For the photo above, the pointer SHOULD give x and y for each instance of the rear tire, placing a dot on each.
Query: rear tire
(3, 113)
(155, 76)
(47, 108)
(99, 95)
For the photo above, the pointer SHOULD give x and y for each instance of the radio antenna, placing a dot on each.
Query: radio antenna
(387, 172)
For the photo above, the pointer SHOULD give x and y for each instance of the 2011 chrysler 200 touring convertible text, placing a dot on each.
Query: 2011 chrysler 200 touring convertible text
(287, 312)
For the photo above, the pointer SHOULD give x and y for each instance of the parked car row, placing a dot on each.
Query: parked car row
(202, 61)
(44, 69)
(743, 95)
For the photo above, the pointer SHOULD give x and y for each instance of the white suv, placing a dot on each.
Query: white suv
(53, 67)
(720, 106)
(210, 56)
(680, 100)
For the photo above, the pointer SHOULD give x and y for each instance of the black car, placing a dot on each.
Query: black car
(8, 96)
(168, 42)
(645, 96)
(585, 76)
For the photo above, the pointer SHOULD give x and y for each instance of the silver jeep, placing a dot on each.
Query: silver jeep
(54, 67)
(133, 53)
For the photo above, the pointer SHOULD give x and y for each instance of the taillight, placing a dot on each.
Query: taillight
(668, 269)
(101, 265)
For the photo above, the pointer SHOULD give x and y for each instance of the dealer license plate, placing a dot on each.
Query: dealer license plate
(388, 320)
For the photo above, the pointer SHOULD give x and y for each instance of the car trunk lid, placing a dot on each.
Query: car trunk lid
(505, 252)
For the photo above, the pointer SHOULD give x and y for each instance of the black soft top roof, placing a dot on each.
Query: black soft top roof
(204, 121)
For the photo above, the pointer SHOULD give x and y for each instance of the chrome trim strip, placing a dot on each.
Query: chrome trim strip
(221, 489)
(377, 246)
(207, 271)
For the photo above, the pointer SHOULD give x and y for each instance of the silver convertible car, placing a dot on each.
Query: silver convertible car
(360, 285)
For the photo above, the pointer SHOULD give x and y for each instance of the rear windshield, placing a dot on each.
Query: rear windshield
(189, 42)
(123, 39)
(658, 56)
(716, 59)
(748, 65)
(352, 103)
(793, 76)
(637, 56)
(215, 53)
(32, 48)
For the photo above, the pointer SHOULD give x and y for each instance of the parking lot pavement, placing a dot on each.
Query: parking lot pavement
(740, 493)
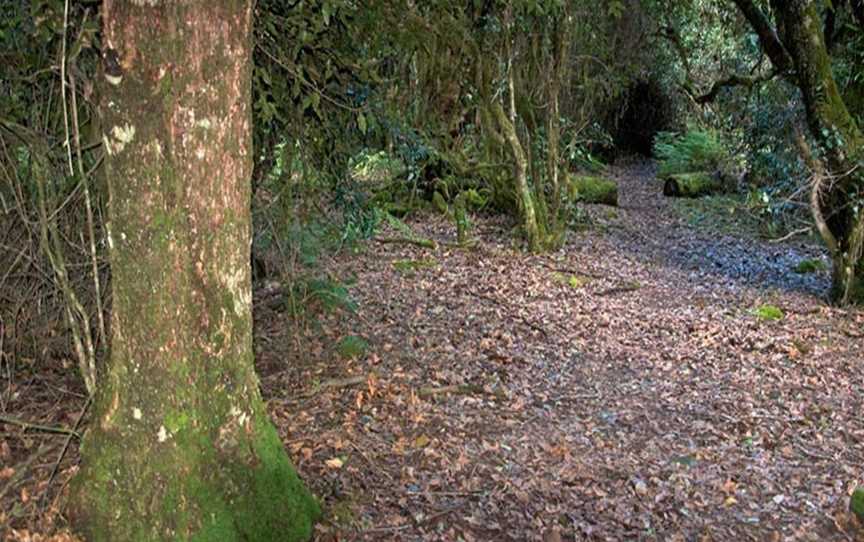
........
• What is expected: Select every line in the rows above that contains the word "black", and copy each of those lines in full.

• Written response:
For the photo above, the pointer SHOULD give x and y for each instance of the black car, placing a dot on each.
Query: black car
For the photo above, the pointer SHOULD give x and y for each instance of the black soft top roof, placing a dot on each.
Query: black soft top roof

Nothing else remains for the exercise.